# Exercise description:
Copy exactly the lines from the beginning of the data down to and including the line holding "box: [183, 134, 243, 216]", without any pictures.

# Data to process:
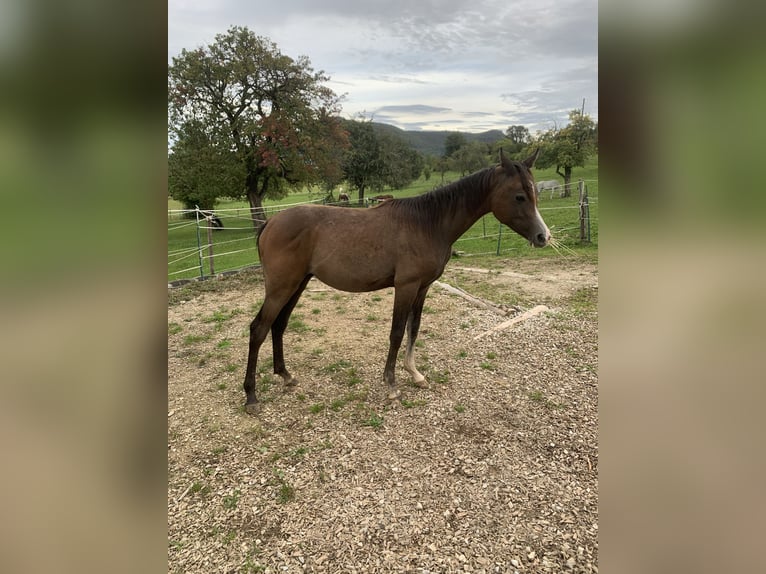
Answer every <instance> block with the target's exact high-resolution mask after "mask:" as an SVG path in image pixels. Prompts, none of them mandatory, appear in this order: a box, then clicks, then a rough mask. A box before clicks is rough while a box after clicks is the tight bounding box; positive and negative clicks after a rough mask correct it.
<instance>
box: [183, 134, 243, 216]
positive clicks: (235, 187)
mask: <svg viewBox="0 0 766 574" xmlns="http://www.w3.org/2000/svg"><path fill="white" fill-rule="evenodd" d="M243 180H244V171H243V170H242V166H241V164H240V163H239V162H238V161H237V158H236V156H235V154H234V153H233V152H232V151H231V150H228V149H225V148H221V147H219V146H217V145H216V142H215V140H214V139H213V138H212V137H210V135H209V134H208V133H206V132H205V129H204V126H203V125H202V124H201V123H200V122H199V121H194V120H192V121H189V122H186V123H184V124H183V125H182V126H181V127H180V128H179V130H178V132H177V134H176V140H175V142H174V143H173V149H172V151H171V153H169V154H168V191H169V192H170V196H171V197H172V198H173V199H177V200H178V201H181V202H182V203H183V204H184V207H185V208H186V209H194V208H195V207H199V208H200V209H206V210H207V209H213V208H214V207H215V203H216V200H217V199H218V198H219V197H221V196H229V197H237V196H238V195H241V193H242V181H243Z"/></svg>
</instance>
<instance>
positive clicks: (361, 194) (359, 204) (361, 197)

# Solution to this problem:
Answer every <instance> block with the target's exact high-resolution mask after "mask:" as an SVG path in image pixels. Prompts, none of them mandatory, appear in this order: a box, then clicks, then a rough mask. A box before clicks is rough while a box after clicks is the tight bounding box; positive and negative clicks after a rough mask correct it.
<instance>
box: [183, 134, 243, 216]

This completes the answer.